■ Supplied passage:

This is just sort of a way, I think, to help make sure that there's enough money and more money
for folks, you know, as they get closer to retirement for generations to come.
And this enhancement you're referring to, this is basically an increase in the percentage
that comes off your paycheck, right?
It used to be 4.95 was the base, and now it's 5.95.
Correct.
Yes.
Yeah.
I guess I wonder about the stability of the fund overall, though, because, you know, recent
news in the last few months, Alberta was trying to withdraw from it, right, to set up their
own pension fund. So if a province were to pull their funds from the CPP, actually go through with that,
I guess, wouldn't that jeopardize the fund's viability for future generations?
I mean, it definitely sounds precarious. And as you alluded to, Alberta is looking into how much
it might get. The federal government is doing its own calculations.
So it's definitely something that, you know, I think everyone's watching closely.
I personally think, you know, there's not really a need to panic because people in Alberta are very divided on the subject and it would have to go to a referendum.
But I think it's probably too early to know how much we should be concerned about the long-term future.
We'll be back in a minute.
All right, Brenda, let's now look at the CPP from various stages of life.
So if you're in Gen Z and maybe you're just starting to work now or you've just been working the last few years, what is something that you should be thinking about when it comes to the CPP?
So I think down the road,
you'll be happy that you paid it.
And, you know, it's like visiting the dentist, you know, and apologies to dentists, but you
may not want to do it, but you know, it's good for you in the long term.
So also with the enhancements that we talked about earlier, Gen Z is poised to benefit
the most from these
enhanced CPP system because it covers most of their working lives, especially compared to Gen
X and boomers. And is there any way to top up your payments when you're young so you can,
I guess, maximize how much you're contributing? No, you can't, unfortunately. And I asked a
financial planner about this and they thought it was a great concept, but said you can only contribute based on your employment or self-employment income for the current year. So there's no optional contributions.
All right, let's move on to the millennial, even elder millennials, Gen X workers out there who are perhaps, you know, now kind of in their prime working years, what are some of the considerations for them?
So I think that the older millennials and Gen X need to really start thinking about
how much CPP they'll get and how much of a role it'll play in their overall retirement plan,
you know, when they include it with their RRSPs and their TFSAs and all those other acronyms
that they've thrown money into over the years.

(Some records)
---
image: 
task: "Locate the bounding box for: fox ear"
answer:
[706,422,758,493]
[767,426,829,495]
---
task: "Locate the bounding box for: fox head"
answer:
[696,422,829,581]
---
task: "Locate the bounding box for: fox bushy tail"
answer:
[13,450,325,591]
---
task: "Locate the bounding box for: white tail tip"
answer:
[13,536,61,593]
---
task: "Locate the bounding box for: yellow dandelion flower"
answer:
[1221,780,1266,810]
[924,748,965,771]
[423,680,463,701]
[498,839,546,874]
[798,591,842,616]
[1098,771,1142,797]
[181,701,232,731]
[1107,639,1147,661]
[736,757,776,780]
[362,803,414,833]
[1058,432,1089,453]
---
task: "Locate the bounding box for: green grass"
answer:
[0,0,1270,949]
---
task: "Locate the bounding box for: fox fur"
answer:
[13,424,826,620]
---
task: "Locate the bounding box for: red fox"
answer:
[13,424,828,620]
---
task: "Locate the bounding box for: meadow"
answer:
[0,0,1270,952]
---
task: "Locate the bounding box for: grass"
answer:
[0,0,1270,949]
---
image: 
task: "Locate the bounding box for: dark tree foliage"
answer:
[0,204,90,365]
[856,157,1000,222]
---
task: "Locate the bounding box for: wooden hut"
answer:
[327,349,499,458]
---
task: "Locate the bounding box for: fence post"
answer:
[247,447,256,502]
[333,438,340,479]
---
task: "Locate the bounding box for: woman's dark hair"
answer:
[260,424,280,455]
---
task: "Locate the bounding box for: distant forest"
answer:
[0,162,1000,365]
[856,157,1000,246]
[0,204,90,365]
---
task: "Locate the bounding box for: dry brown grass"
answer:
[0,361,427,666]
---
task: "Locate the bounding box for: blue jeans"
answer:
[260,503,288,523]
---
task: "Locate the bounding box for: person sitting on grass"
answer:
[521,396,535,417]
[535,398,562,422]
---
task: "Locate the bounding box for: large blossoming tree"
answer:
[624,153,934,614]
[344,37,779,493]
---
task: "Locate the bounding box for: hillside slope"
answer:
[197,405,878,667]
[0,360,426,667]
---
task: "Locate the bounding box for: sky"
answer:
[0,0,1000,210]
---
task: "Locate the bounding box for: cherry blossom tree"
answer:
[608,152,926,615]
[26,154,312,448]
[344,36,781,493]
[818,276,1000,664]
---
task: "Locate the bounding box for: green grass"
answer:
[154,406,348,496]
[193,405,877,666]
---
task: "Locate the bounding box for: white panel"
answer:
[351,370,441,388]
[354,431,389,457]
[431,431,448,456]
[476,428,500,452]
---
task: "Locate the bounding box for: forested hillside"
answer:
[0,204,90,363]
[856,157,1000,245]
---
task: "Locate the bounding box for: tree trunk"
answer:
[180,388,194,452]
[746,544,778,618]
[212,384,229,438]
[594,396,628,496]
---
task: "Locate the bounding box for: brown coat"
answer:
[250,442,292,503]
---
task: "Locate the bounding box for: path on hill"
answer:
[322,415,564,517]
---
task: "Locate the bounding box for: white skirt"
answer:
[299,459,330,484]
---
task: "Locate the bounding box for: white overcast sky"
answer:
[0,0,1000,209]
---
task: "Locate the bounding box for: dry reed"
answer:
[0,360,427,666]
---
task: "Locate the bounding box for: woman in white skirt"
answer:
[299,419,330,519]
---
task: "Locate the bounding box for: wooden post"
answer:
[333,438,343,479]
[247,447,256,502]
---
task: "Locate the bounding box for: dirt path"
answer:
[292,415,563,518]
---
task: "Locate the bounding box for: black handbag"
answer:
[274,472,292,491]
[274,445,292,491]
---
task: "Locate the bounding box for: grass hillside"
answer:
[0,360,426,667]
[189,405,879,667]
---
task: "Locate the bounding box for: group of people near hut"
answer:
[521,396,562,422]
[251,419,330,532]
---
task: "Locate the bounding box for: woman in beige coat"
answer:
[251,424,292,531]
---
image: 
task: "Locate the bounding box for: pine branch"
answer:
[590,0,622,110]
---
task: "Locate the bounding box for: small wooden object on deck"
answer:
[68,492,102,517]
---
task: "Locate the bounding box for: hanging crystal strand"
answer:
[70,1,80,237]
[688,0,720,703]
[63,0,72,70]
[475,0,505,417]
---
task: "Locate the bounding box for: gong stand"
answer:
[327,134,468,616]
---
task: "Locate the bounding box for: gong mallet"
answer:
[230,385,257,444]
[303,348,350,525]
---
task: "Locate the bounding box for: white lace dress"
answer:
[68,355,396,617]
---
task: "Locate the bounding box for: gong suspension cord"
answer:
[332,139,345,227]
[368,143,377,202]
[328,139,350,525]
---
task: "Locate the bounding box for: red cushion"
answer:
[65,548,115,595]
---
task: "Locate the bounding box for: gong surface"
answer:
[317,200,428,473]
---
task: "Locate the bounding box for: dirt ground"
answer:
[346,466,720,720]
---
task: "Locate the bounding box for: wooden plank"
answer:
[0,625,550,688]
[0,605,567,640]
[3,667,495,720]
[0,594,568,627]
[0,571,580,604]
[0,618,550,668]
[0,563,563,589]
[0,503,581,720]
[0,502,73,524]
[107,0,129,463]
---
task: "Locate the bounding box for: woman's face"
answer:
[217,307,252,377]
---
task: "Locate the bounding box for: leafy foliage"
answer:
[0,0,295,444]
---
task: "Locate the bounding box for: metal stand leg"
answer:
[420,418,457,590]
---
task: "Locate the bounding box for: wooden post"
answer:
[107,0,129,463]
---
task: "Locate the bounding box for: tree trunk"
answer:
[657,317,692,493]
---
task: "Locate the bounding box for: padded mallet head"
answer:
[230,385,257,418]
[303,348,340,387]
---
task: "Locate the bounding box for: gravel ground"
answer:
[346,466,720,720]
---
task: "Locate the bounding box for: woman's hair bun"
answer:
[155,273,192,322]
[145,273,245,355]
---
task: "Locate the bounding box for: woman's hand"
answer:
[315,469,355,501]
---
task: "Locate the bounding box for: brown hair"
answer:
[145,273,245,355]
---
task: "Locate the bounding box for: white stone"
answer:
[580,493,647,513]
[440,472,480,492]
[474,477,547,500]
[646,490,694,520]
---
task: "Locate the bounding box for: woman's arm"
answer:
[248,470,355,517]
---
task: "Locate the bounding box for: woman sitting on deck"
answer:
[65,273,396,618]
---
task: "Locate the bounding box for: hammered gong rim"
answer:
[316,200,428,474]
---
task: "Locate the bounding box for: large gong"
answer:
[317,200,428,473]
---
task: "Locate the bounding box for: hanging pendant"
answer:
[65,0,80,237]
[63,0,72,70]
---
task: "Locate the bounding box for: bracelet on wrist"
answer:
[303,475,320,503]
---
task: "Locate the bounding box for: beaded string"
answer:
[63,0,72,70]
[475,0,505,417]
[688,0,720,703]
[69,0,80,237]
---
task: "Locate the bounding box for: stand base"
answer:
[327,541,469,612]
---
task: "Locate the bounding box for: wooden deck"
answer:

■ Instruction: From the CPP transcript, set down word for word the portion starting with "I personally think, you" and going on through "the long term.".

■ Exercise solution:
I personally think, you know, there's not really a need to panic because people in Alberta are very divided on the subject and it would have to go to a referendum.
But I think it's probably too early to know how much we should be concerned about the long-term future.
We'll be back in a minute.
All right, Brenda, let's now look at the CPP from various stages of life.
So if you're in Gen Z and maybe you're just starting to work now or you've just been working the last few years, what is something that you should be thinking about when it comes to the CPP?
So I think down the road,
you'll be happy that you paid it.
And, you know, it's like visiting the dentist, you know, and apologies to dentists, but you
may not want to do it, but you know, it's good for you in the long term.